--- SOURCE EXTRACT ---

%%

FDA received the authority to mandate recalls of food under a new food-safety bill. Efforts are underway in the US House of Representatives to grant the agency this power for pharmaceuticals as well.

Congress passed the FDA Food Safety Modernization Act on Dec. 21, 2010, and President Obama signed the bill on Jan. 4, 2011. The Act revamps FDA’s authority over food safety and includes the following key points:

  • It allows FDA to establish and enforce a prevention-based approach to food safety, requiring food facilities to keep a written plan of possible problems and solutions.
  • FDA gains the ability to hold food companies accountable for preventing contamination.
  • It outlines a risk-based approach to inspections of food-processing facilities, as well as increasing the frequency of inspections.
  • It strengthens the safety of imported foods by giving FDA more authority over importers and enforcement of food-safety requirements.
  • Finally, it gives FDA the authority to issue mandatory recalls. The agency said in a statement, “While FDA expects that it will only need to invoke this authority infrequently since the food industry is largely compliant with FDA’s requests for voluntary recalls, this new authority is a critical improvement in FDA’s ability to protect the public health.”

%%

--- DATASET SECTION ---
%%

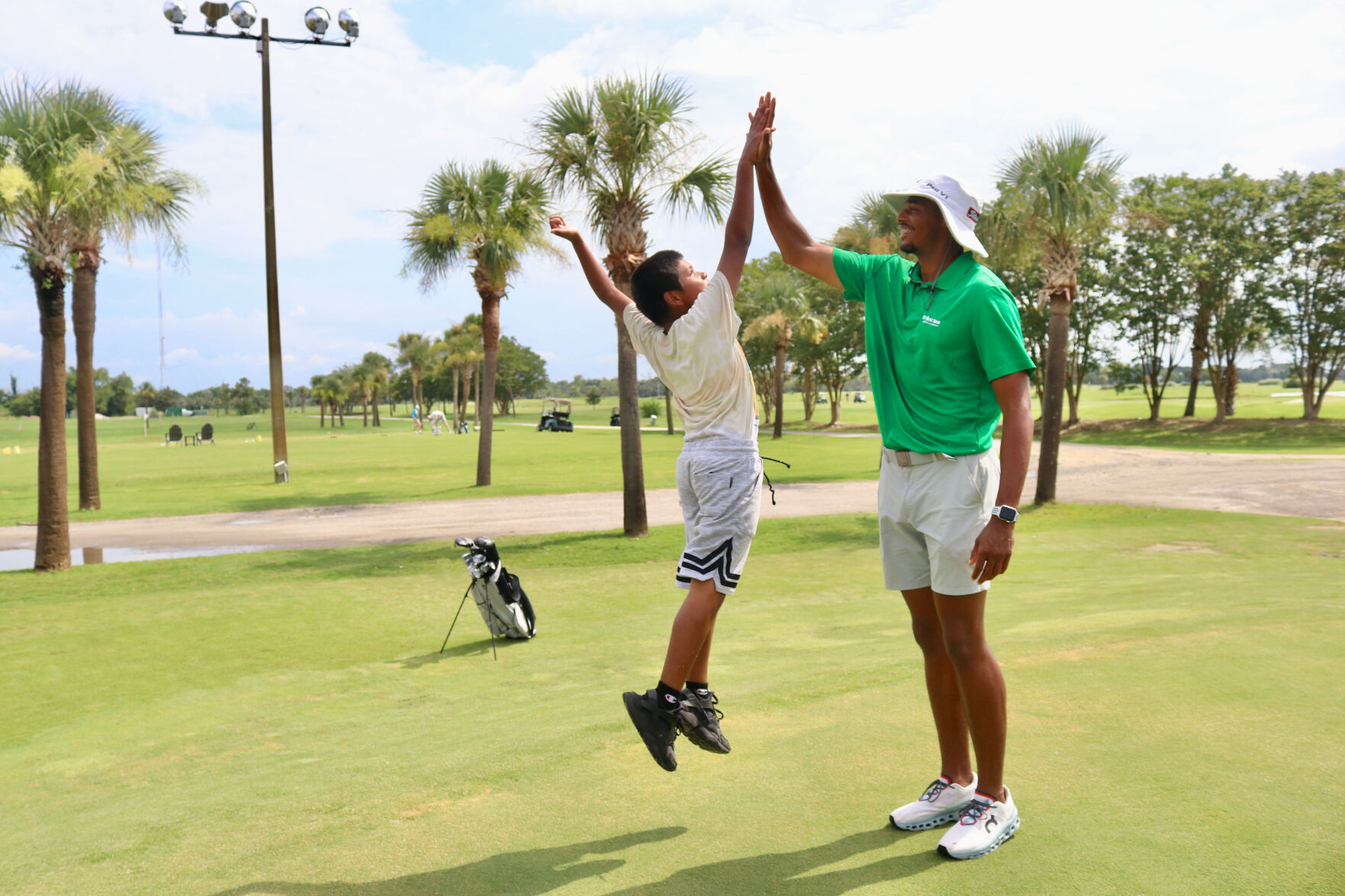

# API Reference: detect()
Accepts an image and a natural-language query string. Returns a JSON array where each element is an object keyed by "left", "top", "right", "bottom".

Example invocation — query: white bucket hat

%%

--- WHAT YOU WILL DO ---
1. According to the food-safety text, on what date did President Obama sign the FDA Food Safety Modernization Act?
2. From the food-safety text, repeat the passage between "Congress passed the" and "frequency of inspections.", inclusive.

--- RESPONSES TO THE TASKS ---
1. Jan. 4, 2011

2.
Congress passed the FDA Food Safety Modernization Act on Dec. 21, 2010, and President Obama signed the bill on Jan. 4, 2011. The Act revamps FDA’s authority over food safety and includes the following key points:

  • It allows FDA to establish and enforce a prevention-based approach to food safety, requiring food facilities to keep a written plan of possible problems and solutions.
  • FDA gains the ability to hold food companies accountable for preventing contamination.
  • It outlines a risk-based approach to inspections of food-processing facilities, as well as increasing the frequency of inspections.